↓↓↓
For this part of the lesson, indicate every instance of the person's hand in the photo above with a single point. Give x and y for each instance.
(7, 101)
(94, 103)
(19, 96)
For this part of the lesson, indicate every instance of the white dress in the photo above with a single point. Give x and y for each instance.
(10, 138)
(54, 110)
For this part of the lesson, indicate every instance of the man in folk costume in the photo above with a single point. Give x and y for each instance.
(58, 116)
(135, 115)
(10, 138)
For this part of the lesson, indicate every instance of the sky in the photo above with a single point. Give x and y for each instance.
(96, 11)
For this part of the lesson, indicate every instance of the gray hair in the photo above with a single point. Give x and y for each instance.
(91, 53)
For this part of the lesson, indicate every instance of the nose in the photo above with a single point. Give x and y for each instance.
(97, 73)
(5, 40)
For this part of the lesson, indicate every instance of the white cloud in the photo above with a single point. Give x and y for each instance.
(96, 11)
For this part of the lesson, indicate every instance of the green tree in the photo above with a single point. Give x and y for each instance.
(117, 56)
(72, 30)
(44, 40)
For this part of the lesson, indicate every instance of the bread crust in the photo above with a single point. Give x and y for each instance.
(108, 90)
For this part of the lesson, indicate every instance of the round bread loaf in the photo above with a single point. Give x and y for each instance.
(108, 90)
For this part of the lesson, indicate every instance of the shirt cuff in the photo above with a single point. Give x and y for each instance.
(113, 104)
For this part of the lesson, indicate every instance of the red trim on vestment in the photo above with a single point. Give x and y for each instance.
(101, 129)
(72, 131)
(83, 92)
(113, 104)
↑↑↑
**WRITTEN TASK:**
Reproduce word for word the rows from the line containing "of the gray" down to and including the final line of the rows.

**SOLUTION FOR THIS EXERCISE:**
For this part of the lesson, indicate every instance of the gray hair in the photo above with a single point. Give x and y for each instance.
(91, 53)
For this part of the lesson, indicate every instance of the nose in the photo above with a single point. Give x and y for each instance.
(97, 73)
(5, 40)
For this part of the lesson, indicate every instance of the white cloud in the photo above with a single point. Give x and y for each instance.
(96, 11)
For this part of the lesson, indicate every instance of the green tree in the photo above with a single point. Give x and y for each instance.
(117, 56)
(72, 30)
(44, 40)
For this part of the lesson, indicate every instance of the bread crust in the photo above with a single point. Give x and y for each instance.
(108, 90)
For this part of the lesson, indicate every instance of the round bread loaf in the photo above with a single point. Give x and y for each instance.
(108, 90)
For this part of the lesson, indicate every instance of the shirt cuff in the photo above with a single point. Give x and y for each instance.
(113, 104)
For this part of the lesson, indicate every instance of the red trim on vestment in the photo above with a single point. Give x and y for each instance.
(101, 129)
(72, 131)
(83, 92)
(113, 104)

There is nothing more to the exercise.